[本文]

何のために生きているのだろう…その答えとは

※以前勤めていた職場は、プロテスタント系の学校だったため、毎朝礼拝がありました。その礼拝で私が話したものの記録です。毎回、指定された聖書箇所からお話を考えます。私の解釈が間違っていることもあるかもしれないですが、大目に見てください。

2015.10.19
新約聖書184ページ
ヨハネによる福音書9章1節から12節

生まれつきの盲人をいやす
さて、イエスは通りすがりに、生まれつき目の見えない人を見かけられた。弟子たちがイエスに尋ねた。「ラビ、この人が生まれつき目が見えないのは、だれが罪を犯したからですか。本人ですか。それとも両親ですか。」イエスはお答えになった。「本人が罪を犯したからでも、両親が罪を犯したからでもない。神の業がこの人に現れるためである。わたしたちは、わたしたちをお遣わしになった方の業を、まだ日のあるうちに行わねばならない。だれも働くことのできない夜が来る。わたしは、世にいる間、世の光である。」こう言ってから、イエスは地面に唾(つば)をし、唾で土をこねてその人にお塗になった。そして、「シロアム―『遣わされた者』という意味―の池に行って洗いなさい」と言われた。そこで、彼は行って洗い、目が見えるようになって、帰って来た。近所の人々や、彼の物乞いをしていたのを前に見ていた人々が、「これは、座って物乞いをしていた人ではないか」と言った。「その人だ」と言う者もいれば、「いや違う。似ているだけだ」と言う者もいた。本人は、「わたしがそうなのです」と言った。そこで人々が、「では、お前の目はどのようにして開いたのか」と言うと、彼は答えた。「イエスという方が、土をこねて私の目に塗り、『シロアムに行って洗いなさい』と言われました。そこで、行って洗ったら、見るようになったのです。」人々が「その人はどこにいるのか」と言うと、彼は「知りません」と言った。

突然ですが、みなさんは自分自身に何か悪いことが起こった時に、あぁ、バチが当たったのかな・・・とか、辛いことがあった時に、なんで私がこんな目に遭うのだろう・・・などと考えたことがありますか?

[/本文]
[記録データ]

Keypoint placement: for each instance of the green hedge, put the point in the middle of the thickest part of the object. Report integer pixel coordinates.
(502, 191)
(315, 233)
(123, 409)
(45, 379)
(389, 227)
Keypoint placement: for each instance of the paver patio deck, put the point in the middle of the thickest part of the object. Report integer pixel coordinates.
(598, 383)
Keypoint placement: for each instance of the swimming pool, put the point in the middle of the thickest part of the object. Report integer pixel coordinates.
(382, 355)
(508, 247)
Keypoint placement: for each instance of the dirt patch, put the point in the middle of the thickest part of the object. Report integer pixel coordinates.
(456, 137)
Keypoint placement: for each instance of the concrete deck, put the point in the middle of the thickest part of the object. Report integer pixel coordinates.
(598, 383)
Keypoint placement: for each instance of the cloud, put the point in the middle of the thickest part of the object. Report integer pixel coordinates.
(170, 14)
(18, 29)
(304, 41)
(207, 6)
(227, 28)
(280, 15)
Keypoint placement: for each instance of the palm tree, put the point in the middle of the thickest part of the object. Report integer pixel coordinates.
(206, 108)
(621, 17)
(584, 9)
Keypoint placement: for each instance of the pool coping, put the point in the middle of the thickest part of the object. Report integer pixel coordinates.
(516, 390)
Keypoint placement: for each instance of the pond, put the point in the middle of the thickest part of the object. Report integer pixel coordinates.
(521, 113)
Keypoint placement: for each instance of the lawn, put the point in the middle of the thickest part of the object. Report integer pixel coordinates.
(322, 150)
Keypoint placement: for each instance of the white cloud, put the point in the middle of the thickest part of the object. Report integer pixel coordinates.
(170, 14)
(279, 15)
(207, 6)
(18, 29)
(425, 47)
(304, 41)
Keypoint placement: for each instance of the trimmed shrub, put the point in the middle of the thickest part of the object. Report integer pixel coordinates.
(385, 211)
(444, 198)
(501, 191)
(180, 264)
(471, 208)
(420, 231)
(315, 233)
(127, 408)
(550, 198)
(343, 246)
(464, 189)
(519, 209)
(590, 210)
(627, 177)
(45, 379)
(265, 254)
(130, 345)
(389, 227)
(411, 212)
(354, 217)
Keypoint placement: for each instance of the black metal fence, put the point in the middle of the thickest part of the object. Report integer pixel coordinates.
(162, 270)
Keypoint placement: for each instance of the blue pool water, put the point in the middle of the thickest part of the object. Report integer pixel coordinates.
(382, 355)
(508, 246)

[/記録データ]
[記録データ]

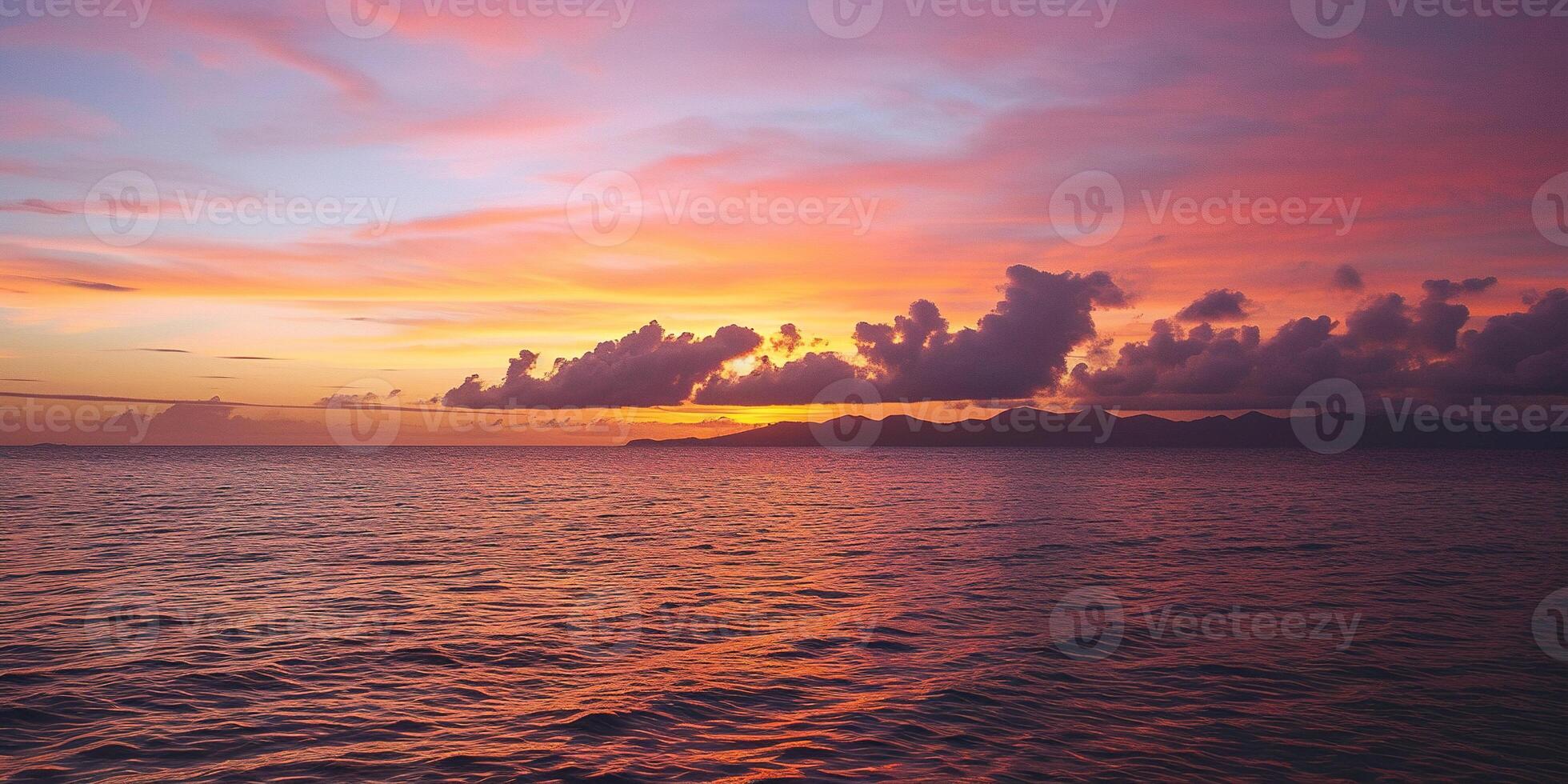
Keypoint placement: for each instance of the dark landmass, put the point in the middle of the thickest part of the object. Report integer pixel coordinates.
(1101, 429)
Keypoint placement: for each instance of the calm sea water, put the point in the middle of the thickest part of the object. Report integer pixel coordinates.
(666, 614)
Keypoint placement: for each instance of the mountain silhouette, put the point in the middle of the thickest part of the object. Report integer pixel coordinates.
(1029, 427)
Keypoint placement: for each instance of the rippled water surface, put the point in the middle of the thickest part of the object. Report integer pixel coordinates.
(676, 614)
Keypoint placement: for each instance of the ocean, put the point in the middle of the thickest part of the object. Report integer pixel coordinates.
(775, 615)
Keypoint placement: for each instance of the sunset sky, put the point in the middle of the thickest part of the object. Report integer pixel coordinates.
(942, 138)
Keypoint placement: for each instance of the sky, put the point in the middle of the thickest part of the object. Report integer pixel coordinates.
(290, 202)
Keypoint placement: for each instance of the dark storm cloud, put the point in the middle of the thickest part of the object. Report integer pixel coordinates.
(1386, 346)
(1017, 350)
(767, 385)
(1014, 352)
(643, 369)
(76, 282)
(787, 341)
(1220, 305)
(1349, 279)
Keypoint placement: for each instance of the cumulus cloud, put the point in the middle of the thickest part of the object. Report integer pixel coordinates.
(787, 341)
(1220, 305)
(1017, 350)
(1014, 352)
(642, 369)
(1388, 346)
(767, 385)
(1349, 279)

[/記録データ]

課題
礼拝のお話の本文から、「生まれつきの盲人をいやす」で始まり「どと考えたことがありますか?」に至るまでの部分を、一字も変えずに出力してください。

解答
生まれつきの盲人をいやす
さて、イエスは通りすがりに、生まれつき目の見えない人を見かけられた。弟子たちがイエスに尋ねた。「ラビ、この人が生まれつき目が見えないのは、だれが罪を犯したからですか。本人ですか。それとも両親ですか。」イエスはお答えになった。「本人が罪を犯したからでも、両親が罪を犯したからでもない。神の業がこの人に現れるためである。わたしたちは、わたしたちをお遣わしになった方の業を、まだ日のあるうちに行わねばならない。だれも働くことのできない夜が来る。わたしは、世にいる間、世の光である。」こう言ってから、イエスは地面に唾(つば)をし、唾で土をこねてその人にお塗になった。そして、「シロアム―『遣わされた者』という意味―の池に行って洗いなさい」と言われた。そこで、彼は行って洗い、目が見えるようになって、帰って来た。近所の人々や、彼の物乞いをしていたのを前に見ていた人々が、「これは、座って物乞いをしていた人ではないか」と言った。「その人だ」と言う者もいれば、「いや違う。似ているだけだ」と言う者もいた。本人は、「わたしがそうなのです」と言った。そこで人々が、「では、お前の目はどのようにして開いたのか」と言うと、彼は答えた。「イエスという方が、土をこねて私の目に塗り、『シロアムに行って洗いなさい』と言われました。そこで、行って洗ったら、見るようになったのです。」人々が「その人はどこにいるのか」と言うと、彼は「知りません」と言った。

突然ですが、みなさんは自分自身に何か悪いことが起こった時に、あぁ、バチが当たったのかな・・・とか、辛いことがあった時に、なんで私がこんな目に遭うのだろう・・・などと考えたことがありますか?